**TASK REQUIREMENTS:**
Each entry needs to be duplicated exactly.

Entries taken from a collection
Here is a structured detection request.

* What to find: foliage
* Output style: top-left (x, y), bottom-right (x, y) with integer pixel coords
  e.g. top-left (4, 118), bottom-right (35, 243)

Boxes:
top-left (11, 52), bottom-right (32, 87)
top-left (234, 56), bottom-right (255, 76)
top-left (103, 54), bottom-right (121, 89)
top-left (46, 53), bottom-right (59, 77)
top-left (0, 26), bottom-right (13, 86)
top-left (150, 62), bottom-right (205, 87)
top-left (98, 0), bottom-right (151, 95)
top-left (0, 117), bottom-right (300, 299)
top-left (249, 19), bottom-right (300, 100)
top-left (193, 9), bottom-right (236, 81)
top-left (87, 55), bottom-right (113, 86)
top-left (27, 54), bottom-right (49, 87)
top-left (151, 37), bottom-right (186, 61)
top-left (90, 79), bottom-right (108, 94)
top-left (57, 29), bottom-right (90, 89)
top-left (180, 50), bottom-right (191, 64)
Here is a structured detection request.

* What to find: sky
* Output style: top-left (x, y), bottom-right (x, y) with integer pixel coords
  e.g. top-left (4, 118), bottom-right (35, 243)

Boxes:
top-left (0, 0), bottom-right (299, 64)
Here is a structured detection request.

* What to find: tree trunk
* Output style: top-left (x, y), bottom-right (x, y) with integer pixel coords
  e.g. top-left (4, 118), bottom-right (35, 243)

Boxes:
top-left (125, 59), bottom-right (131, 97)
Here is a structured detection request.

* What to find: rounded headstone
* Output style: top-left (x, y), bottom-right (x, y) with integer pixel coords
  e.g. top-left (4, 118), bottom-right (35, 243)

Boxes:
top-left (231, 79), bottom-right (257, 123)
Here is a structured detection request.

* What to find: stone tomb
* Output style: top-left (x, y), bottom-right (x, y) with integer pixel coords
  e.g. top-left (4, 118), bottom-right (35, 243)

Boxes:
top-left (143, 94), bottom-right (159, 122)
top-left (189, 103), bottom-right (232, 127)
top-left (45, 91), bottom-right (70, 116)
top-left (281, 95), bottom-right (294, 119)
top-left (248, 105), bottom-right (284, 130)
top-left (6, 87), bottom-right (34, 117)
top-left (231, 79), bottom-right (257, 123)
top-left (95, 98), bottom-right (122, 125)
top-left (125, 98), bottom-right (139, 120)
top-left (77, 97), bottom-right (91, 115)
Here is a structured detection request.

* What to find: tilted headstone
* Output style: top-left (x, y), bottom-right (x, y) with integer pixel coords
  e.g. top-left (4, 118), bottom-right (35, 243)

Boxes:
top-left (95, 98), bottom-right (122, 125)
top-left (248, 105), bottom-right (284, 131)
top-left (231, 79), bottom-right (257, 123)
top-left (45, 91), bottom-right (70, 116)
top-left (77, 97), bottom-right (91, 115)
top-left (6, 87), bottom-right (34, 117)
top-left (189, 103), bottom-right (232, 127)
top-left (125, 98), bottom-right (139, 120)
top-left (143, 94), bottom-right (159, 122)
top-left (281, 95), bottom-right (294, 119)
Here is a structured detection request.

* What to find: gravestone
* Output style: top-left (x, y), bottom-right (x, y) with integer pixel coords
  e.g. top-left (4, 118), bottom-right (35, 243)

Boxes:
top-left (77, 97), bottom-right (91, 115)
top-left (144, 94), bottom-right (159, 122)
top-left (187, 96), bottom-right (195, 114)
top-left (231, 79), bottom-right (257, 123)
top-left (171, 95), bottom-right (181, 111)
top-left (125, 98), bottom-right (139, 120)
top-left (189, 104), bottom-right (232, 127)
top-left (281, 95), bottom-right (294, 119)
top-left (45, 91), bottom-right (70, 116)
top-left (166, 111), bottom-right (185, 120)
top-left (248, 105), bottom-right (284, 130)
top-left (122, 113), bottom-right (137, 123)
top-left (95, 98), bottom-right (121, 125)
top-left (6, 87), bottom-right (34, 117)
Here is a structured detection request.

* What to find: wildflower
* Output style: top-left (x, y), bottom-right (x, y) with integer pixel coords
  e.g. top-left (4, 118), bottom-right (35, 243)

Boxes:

**SOLVED EXERCISE:**
Here is a structured detection request.

* What to find: foliage
* Output style: top-left (x, y), bottom-right (x, y) with integer pixel coords
  e.g. top-left (4, 118), bottom-right (35, 243)

Boxes:
top-left (11, 52), bottom-right (32, 87)
top-left (234, 56), bottom-right (255, 76)
top-left (103, 54), bottom-right (121, 89)
top-left (46, 53), bottom-right (59, 77)
top-left (0, 26), bottom-right (13, 86)
top-left (150, 62), bottom-right (205, 87)
top-left (98, 0), bottom-right (151, 95)
top-left (0, 117), bottom-right (300, 299)
top-left (249, 19), bottom-right (300, 100)
top-left (193, 9), bottom-right (236, 81)
top-left (87, 55), bottom-right (113, 86)
top-left (27, 54), bottom-right (49, 87)
top-left (151, 37), bottom-right (186, 61)
top-left (90, 79), bottom-right (108, 94)
top-left (57, 29), bottom-right (90, 89)
top-left (180, 50), bottom-right (191, 64)
Here is a structured detection request.

* What to find: sky
* Output style: top-left (x, y), bottom-right (x, y) with integer pixel coords
  e.g. top-left (4, 118), bottom-right (35, 243)

Boxes:
top-left (0, 0), bottom-right (299, 64)
Here is a structured detection request.

* What to find: tree trunk
* Output style: top-left (x, y), bottom-right (x, y) with integer pixel coords
  e.g. top-left (4, 118), bottom-right (35, 243)

Boxes:
top-left (125, 59), bottom-right (131, 97)
Here is a structured detection request.

* What to find: rounded headstone
* Output style: top-left (x, y), bottom-right (x, y) with integer pixel coords
  e.g. top-left (4, 118), bottom-right (35, 243)

Boxes:
top-left (231, 79), bottom-right (257, 123)
Here is a structured detection request.

* What to find: stone tomb
* Output style: top-left (x, y), bottom-right (x, y) with integer pixel coords
  e.g. top-left (4, 118), bottom-right (35, 243)

Boxes:
top-left (143, 94), bottom-right (159, 122)
top-left (189, 103), bottom-right (232, 127)
top-left (45, 91), bottom-right (70, 116)
top-left (281, 95), bottom-right (294, 119)
top-left (248, 105), bottom-right (284, 130)
top-left (6, 87), bottom-right (34, 117)
top-left (231, 79), bottom-right (257, 123)
top-left (95, 98), bottom-right (122, 125)
top-left (125, 98), bottom-right (139, 120)
top-left (77, 97), bottom-right (91, 115)
Here is a structured detection request.

* What to find: tilted headstone
* Output style: top-left (x, y), bottom-right (x, y) with integer pixel coords
  e.g. top-left (4, 118), bottom-right (35, 243)

Boxes:
top-left (95, 98), bottom-right (122, 125)
top-left (248, 105), bottom-right (284, 131)
top-left (231, 79), bottom-right (257, 123)
top-left (45, 91), bottom-right (70, 116)
top-left (77, 97), bottom-right (91, 115)
top-left (6, 87), bottom-right (34, 117)
top-left (189, 103), bottom-right (232, 127)
top-left (125, 98), bottom-right (139, 120)
top-left (143, 94), bottom-right (159, 122)
top-left (281, 95), bottom-right (294, 119)
Here is a structured detection request.

* What to find: gravestone
* Output style: top-left (x, y), bottom-right (x, y) with integer pixel coords
  e.g. top-left (4, 118), bottom-right (35, 243)

Boxes:
top-left (77, 97), bottom-right (91, 115)
top-left (144, 94), bottom-right (159, 122)
top-left (187, 96), bottom-right (195, 114)
top-left (231, 79), bottom-right (257, 123)
top-left (171, 95), bottom-right (181, 111)
top-left (125, 98), bottom-right (139, 120)
top-left (189, 104), bottom-right (232, 127)
top-left (281, 95), bottom-right (294, 119)
top-left (45, 91), bottom-right (70, 116)
top-left (166, 111), bottom-right (185, 120)
top-left (248, 105), bottom-right (284, 130)
top-left (122, 113), bottom-right (137, 123)
top-left (95, 98), bottom-right (121, 125)
top-left (6, 87), bottom-right (34, 117)
Here is a structured detection request.

* What to find: wildflower
* Output style: top-left (x, y), bottom-right (x, y) with integer pixel coords
  e.g. top-left (4, 118), bottom-right (35, 243)

Boxes:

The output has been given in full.